+++ Excerpted data +++

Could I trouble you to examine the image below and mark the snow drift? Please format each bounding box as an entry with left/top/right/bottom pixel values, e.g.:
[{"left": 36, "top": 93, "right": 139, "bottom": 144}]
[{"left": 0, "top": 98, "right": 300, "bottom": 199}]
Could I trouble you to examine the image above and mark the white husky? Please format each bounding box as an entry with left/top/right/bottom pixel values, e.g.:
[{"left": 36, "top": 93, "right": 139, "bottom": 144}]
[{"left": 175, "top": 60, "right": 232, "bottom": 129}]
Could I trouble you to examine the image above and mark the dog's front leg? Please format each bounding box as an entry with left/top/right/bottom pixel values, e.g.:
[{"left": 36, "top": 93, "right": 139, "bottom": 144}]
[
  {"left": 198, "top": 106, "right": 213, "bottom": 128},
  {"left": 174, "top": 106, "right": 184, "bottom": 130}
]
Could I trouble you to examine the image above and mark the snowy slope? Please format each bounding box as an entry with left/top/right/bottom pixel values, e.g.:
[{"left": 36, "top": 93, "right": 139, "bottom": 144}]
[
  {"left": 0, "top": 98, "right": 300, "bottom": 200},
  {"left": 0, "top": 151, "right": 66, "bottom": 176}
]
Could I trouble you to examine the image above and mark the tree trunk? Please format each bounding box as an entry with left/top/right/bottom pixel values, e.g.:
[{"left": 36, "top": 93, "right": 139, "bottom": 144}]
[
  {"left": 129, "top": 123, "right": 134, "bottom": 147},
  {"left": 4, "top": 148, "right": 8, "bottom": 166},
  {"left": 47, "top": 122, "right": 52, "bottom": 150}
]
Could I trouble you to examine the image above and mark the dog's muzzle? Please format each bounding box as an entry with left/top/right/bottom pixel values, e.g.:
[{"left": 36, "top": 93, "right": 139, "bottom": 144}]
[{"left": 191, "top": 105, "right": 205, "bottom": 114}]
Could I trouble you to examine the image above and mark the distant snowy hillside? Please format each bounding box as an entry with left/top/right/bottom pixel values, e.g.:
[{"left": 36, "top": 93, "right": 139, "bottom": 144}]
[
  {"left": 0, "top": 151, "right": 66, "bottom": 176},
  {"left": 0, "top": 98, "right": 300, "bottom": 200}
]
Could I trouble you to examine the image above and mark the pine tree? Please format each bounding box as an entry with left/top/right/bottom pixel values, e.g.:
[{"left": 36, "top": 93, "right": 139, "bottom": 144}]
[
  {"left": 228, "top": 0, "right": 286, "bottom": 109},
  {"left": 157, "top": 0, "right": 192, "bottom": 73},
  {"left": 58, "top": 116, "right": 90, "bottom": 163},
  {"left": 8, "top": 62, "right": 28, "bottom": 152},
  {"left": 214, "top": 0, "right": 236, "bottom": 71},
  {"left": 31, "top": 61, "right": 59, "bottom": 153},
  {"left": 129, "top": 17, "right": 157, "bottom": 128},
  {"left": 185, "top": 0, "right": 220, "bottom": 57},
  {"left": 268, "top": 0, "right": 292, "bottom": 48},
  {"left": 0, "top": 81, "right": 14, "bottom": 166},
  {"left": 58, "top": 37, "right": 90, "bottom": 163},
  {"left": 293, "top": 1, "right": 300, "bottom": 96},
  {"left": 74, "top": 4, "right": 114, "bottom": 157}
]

+++
+++ Excerpted data +++

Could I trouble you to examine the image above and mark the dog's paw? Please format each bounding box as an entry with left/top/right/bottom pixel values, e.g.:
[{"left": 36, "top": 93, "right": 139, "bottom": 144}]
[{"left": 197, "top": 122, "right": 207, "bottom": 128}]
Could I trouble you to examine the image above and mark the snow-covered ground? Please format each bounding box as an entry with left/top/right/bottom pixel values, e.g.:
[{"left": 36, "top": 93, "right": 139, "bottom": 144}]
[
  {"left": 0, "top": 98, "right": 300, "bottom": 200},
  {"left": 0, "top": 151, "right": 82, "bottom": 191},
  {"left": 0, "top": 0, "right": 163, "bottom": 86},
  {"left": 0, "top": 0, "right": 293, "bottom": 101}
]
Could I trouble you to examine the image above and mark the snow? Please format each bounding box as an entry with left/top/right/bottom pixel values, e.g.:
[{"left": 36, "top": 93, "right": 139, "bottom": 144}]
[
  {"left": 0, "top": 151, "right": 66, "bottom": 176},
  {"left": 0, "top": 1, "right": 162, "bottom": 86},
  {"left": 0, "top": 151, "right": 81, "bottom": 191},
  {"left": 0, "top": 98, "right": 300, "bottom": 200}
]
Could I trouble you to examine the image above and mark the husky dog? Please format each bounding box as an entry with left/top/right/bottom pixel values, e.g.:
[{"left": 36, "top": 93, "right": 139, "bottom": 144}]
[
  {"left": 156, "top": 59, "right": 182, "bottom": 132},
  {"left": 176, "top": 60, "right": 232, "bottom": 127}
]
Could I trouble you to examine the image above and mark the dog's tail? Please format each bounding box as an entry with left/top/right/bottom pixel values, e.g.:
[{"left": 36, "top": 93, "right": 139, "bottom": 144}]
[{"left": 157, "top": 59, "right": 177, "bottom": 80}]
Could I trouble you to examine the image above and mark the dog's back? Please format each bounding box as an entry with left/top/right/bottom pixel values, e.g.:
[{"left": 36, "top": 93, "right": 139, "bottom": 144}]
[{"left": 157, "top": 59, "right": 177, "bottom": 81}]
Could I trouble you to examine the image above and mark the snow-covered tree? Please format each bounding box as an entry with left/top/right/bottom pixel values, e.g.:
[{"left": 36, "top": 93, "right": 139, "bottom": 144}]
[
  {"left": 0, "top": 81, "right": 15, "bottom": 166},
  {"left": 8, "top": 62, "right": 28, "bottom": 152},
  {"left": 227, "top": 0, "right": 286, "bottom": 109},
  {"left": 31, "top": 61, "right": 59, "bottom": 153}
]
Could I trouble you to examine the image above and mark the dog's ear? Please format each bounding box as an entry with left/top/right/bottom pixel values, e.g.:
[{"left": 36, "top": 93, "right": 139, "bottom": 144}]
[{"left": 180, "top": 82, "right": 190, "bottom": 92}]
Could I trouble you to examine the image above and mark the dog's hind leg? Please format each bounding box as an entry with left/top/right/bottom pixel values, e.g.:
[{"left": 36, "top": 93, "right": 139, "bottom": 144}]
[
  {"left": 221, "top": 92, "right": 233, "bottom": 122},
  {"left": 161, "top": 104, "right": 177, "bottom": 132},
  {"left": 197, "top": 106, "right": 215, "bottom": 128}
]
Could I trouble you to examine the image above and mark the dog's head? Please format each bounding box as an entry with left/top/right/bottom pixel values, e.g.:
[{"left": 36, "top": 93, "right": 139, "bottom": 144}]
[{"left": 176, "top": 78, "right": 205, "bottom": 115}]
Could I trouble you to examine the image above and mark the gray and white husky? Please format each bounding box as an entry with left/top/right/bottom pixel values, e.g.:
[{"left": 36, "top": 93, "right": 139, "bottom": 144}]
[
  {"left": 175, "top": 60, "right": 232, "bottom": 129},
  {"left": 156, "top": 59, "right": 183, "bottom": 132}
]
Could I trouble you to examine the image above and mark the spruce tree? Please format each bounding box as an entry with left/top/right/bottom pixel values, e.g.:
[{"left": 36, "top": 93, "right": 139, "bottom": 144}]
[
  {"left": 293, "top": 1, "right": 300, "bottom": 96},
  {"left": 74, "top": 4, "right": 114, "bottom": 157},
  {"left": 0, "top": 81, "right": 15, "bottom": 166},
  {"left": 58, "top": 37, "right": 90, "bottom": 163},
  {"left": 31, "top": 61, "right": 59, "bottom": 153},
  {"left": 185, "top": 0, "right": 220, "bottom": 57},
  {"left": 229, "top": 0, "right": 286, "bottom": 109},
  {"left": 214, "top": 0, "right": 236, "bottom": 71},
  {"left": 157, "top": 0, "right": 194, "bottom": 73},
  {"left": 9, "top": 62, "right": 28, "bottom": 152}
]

+++

The task:
Return every line from the items above that contains the string "husky", copying each line in full.

Solution for this task:
Could I trouble you to examine the image above and mark the white husky? Please format each bounding box as an entry with left/top/right/bottom pixel values, e.g.:
Could I trouble you to examine the image above and mark the husky dog? Please format each bounding box as an entry with left/top/right/bottom pixel values, e.g.:
Could I trouble you to examine the image above and mark the gray and white husky? Please format each bounding box as an entry with left/top/right/bottom pixel values, e.g.:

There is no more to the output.